● SEZIONE DEL DOCUMENTO:
________________

Cassazione Penale, Sez. 4, 11 maggio 2017, n. 23090 - Infortunio di un preposto: nessun comportamento abnorme se il metodo di trasporto delle pesanti lastre marmoree è palesemente scorretto


 

La Corte territoriale ha congruamente e logicamente motivato la conferma dell'affermazione di responsabilità del datore di lavoro in ordine al reato di lesioni colpose cagionate al dipendente, fondandosi su quanto pacificamente accertato nel corso dell'istruttoria dibattimentale: la scelta metodologica di trasporto delle pesantissime lastre marmoree, effettuata mediante la combinazione di lavoratori a piedi e su attrezzature semoventi (muletti), con i primi chiamati a seguire i muletti al fine di direzionare manualmente le lastre, o tramite contatto diretto del lavoratore con l'oggetto o mediante un "distanziatore" di legno o di metallo.

La circostanza che il lavoratore infortunato avesse la qualifica di preposto è elemento in nessun modo rappresentativo dell'abnormità del comportamento del dipendente, essendo pacifico in giurisprudenza il principio secondo cui, in materia di prevenzione degli infortuni sul lavoro, il datore di lavoro, quale responsabile della sicurezza, ha l’obbligo non solo di predisporre le misure antinfortunistiche, ma anche di sorvegliare continuamente sulla loro adozione da parte degli eventuali preposti e dei lavoratori, in quanto, in virtù della generale disposizione di cui all'art. 2087 cod. civ., egli è costituito garante dell'incolumità fisica dei prestatori di lavoro (Sez. 4, n. 4361 del 21/10/2014 - dep. 2015, Ottino, Rv. 263200).

________________

● LAVORO DA SVOLGERE:
(a) Elenca tutti i numeri che nella sintesi della sentenza seguono le abbreviazioni "n.", "art." o "Rv.".
(b) Aggiorna un passo della sintesi della sentenza, cominciando dalle parole "La Corte territoriale" e fermandoti dopo "o di metallo.". Metti "carrelli elevatori" al posto di "muletti".
Le voci non hanno alcun ruolo in questo lavoro.

________________

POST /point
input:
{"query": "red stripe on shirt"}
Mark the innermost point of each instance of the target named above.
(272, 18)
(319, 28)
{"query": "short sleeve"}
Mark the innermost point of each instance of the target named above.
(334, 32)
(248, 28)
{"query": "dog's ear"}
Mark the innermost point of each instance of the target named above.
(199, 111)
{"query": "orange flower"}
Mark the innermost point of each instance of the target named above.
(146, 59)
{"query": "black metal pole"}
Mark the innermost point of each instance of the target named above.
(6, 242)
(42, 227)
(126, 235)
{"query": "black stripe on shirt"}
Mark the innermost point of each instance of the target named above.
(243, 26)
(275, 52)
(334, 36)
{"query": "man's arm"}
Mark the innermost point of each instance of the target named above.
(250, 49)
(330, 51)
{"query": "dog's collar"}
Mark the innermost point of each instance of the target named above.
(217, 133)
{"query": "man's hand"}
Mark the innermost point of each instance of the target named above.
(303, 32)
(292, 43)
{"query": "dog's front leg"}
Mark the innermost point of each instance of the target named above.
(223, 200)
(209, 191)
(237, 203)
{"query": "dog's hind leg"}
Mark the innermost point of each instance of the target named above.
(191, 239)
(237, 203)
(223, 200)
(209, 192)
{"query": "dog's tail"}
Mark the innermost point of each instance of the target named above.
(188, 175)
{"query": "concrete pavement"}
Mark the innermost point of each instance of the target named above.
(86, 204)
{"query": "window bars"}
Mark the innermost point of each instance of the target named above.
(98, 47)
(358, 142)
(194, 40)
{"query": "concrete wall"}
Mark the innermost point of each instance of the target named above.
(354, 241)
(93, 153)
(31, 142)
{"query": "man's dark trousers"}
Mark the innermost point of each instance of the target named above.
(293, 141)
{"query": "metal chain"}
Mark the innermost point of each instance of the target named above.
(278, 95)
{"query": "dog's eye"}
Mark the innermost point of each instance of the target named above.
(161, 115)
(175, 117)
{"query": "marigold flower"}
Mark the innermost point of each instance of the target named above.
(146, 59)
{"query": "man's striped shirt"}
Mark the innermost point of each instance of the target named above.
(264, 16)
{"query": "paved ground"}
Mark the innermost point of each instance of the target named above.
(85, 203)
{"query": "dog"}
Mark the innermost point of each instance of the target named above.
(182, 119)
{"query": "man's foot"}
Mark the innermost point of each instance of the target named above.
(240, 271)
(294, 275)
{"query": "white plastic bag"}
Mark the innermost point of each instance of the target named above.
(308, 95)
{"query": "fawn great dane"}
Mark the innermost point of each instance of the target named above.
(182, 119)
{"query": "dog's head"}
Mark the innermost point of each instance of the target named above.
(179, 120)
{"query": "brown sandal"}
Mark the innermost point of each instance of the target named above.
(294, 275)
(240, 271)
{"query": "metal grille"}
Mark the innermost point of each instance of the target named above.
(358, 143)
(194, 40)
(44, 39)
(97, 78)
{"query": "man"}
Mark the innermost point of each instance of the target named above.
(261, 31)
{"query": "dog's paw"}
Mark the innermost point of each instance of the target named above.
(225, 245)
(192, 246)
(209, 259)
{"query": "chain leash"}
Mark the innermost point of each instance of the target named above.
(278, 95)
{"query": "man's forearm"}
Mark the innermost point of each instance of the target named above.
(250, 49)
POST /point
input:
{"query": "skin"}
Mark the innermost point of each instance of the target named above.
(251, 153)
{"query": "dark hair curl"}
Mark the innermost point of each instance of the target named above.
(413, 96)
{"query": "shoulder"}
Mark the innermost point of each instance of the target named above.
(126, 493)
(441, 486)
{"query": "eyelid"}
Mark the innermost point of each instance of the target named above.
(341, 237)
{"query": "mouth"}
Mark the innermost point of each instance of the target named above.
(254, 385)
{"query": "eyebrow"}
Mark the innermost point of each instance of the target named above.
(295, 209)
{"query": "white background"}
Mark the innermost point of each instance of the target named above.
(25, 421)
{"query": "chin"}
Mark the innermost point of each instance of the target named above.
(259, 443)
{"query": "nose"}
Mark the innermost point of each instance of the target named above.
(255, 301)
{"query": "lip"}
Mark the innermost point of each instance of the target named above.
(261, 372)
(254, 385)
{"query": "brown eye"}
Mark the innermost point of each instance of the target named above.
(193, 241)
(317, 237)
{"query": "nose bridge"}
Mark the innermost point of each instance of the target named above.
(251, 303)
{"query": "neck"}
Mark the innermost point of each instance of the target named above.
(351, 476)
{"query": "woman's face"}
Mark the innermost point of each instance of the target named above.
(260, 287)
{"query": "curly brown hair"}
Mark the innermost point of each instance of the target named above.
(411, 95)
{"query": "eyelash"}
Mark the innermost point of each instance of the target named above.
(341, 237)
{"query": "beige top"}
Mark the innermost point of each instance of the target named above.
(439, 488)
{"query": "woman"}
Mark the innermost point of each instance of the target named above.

________________

● COMPITI RISOLTI:
(a) 23090, 2087, 4361, 263200

(b)
La Corte territoriale ha congruamente e logicamente motivato la conferma dell'affermazione di responsabilità del datore di lavoro in ordine al reato di lesioni colpose cagionate al dipendente, fondandosi su quanto pacificamente accertato nel corso dell'istruttoria dibattimentale: la scelta metodologica di trasporto delle pesantissime lastre marmoree, effettuata mediante la combinazione di lavoratori a piedi e su attrezzature semoventi (carrelli elevatori), con i primi chiamati a seguire i carrelli elevatori al fine di direzionare manualmente le lastre, o tramite contatto diretto del lavoratore con l'oggetto o mediante un "distanziatore" di legno o di metallo.